EXERCISE GOAL: For the word "white", find each line in the entries where it occurs and copy that line.

PROVIDED RECORDS:
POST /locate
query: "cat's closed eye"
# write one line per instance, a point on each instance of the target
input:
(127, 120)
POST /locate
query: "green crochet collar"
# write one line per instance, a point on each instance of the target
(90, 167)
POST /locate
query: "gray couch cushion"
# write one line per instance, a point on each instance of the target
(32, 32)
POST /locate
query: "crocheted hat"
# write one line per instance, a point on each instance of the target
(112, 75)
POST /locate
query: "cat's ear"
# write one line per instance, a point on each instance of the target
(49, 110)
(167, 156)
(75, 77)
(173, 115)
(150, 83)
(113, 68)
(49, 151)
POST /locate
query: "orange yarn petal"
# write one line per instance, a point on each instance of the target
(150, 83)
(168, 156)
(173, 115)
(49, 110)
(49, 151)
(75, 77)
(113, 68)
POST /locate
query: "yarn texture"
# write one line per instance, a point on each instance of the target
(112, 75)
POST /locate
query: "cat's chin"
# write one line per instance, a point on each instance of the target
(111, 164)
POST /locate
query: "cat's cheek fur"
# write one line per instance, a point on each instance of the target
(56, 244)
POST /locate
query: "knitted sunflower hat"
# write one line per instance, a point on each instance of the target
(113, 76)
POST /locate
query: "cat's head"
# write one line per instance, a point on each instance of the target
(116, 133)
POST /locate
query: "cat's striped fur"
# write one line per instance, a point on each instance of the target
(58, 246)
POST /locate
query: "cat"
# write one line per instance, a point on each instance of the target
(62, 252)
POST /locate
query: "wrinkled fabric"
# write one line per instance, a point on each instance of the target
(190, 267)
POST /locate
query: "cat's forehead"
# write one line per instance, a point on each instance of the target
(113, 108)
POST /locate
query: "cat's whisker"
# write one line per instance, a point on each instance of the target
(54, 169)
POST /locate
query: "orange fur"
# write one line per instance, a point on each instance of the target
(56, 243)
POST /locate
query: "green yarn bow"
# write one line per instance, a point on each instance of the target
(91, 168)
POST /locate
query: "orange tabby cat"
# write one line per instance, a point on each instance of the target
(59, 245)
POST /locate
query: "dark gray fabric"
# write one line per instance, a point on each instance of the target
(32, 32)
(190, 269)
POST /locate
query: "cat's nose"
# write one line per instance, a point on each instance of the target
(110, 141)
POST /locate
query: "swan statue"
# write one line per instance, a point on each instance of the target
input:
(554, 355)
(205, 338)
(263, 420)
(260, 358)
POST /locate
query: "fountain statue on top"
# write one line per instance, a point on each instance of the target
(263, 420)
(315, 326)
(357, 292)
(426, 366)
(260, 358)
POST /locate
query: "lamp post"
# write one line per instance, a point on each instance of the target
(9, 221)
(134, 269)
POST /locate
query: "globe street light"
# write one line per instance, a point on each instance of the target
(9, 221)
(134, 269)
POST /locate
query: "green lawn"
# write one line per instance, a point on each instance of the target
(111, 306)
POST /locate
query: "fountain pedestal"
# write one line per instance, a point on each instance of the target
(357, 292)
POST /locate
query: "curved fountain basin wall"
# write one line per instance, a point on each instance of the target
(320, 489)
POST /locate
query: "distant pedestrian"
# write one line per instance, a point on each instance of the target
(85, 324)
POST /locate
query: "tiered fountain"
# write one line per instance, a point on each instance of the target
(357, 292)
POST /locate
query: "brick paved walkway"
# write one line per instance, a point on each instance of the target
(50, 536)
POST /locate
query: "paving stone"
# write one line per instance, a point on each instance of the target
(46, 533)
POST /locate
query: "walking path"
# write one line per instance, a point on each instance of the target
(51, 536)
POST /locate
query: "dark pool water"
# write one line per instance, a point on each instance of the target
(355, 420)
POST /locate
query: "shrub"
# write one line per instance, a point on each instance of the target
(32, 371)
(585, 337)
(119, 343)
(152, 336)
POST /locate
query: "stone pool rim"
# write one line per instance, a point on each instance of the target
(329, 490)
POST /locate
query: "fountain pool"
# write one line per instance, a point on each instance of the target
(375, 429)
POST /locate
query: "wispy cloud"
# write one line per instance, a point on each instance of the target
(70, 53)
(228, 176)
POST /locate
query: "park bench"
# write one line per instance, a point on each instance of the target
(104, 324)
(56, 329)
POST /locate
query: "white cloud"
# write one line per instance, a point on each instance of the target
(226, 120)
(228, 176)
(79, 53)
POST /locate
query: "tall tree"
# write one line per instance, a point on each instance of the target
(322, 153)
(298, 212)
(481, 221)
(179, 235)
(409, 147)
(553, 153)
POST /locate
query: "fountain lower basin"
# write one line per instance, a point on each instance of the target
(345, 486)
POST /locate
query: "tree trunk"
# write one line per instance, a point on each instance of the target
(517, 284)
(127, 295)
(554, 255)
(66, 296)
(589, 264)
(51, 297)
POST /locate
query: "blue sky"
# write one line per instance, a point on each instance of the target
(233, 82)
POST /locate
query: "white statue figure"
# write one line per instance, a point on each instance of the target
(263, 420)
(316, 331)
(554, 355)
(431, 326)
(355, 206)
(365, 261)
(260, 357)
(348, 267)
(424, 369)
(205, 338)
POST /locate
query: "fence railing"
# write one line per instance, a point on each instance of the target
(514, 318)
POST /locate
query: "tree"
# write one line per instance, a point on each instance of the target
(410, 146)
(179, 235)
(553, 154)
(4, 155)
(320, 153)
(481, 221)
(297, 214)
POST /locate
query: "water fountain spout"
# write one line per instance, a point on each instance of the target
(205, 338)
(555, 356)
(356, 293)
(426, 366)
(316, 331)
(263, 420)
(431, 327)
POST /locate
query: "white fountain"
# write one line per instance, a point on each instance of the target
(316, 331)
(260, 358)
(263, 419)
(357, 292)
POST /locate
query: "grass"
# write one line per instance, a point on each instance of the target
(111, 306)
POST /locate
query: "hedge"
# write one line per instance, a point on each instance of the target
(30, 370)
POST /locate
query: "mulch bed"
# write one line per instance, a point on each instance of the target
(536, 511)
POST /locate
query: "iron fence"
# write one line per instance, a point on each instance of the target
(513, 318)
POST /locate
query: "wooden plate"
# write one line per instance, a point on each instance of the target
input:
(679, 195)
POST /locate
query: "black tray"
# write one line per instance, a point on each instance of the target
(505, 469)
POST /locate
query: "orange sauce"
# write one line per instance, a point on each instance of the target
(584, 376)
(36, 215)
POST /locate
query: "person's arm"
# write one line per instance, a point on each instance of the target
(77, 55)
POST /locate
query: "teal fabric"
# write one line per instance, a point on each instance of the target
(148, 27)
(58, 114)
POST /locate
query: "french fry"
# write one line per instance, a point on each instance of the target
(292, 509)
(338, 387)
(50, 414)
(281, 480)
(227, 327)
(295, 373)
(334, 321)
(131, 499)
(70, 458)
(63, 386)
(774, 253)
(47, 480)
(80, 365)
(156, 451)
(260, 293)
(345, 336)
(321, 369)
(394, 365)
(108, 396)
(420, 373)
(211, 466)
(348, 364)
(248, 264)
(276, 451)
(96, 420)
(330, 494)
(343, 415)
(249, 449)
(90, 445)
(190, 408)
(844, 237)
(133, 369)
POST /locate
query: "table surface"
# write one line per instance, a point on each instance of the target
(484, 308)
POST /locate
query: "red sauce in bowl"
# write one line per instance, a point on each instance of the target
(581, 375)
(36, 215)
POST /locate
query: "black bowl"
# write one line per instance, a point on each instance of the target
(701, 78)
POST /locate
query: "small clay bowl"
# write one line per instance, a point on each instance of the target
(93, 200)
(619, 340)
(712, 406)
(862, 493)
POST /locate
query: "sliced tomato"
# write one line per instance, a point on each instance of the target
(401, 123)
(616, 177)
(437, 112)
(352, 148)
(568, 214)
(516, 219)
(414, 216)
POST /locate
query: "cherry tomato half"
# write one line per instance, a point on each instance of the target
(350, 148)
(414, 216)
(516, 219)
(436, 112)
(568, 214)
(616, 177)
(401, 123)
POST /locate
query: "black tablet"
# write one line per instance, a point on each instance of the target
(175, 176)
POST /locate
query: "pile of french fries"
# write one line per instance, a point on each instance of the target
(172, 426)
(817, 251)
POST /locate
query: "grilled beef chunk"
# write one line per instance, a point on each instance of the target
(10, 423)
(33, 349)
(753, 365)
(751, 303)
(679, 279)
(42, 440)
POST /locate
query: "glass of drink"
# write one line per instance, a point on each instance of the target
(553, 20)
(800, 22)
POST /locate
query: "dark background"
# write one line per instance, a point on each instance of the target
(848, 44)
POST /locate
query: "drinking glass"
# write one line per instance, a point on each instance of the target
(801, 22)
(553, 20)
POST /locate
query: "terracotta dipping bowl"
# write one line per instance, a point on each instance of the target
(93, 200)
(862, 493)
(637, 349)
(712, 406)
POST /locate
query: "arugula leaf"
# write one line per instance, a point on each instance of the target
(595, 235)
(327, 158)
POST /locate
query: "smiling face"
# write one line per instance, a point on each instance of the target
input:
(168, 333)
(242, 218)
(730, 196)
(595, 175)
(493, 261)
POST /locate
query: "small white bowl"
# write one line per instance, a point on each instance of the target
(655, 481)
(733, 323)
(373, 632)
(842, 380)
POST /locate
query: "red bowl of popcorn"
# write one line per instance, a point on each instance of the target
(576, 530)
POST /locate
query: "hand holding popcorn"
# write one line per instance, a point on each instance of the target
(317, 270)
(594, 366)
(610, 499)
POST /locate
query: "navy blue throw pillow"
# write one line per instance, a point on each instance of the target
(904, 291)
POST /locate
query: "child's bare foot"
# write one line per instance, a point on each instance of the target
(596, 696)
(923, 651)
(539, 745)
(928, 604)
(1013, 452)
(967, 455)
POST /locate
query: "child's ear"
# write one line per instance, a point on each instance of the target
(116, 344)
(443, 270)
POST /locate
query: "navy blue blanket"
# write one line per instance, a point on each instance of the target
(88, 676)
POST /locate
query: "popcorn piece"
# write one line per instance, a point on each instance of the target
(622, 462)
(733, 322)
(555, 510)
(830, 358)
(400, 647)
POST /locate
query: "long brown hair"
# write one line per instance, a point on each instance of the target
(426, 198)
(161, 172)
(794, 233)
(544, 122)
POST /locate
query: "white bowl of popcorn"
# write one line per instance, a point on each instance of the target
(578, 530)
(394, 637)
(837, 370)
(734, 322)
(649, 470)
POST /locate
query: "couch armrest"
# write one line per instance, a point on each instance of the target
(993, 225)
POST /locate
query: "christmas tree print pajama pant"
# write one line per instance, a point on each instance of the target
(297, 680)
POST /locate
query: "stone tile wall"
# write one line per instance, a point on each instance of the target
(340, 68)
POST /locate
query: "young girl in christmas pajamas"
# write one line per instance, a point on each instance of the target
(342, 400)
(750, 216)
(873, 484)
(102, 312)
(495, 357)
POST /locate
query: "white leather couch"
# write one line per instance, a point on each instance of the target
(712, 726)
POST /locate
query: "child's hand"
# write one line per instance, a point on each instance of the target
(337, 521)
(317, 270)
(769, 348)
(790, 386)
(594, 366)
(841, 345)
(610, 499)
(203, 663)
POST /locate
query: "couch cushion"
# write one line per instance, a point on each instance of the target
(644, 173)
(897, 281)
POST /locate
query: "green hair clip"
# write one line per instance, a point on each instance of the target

SOLUTION TO THE PROBLEM:
query: "white cloud"
query: "white statue figure"
query: "white fountain"
query: "small white bowl"
query: "white bowl of popcorn"
query: "white leather couch"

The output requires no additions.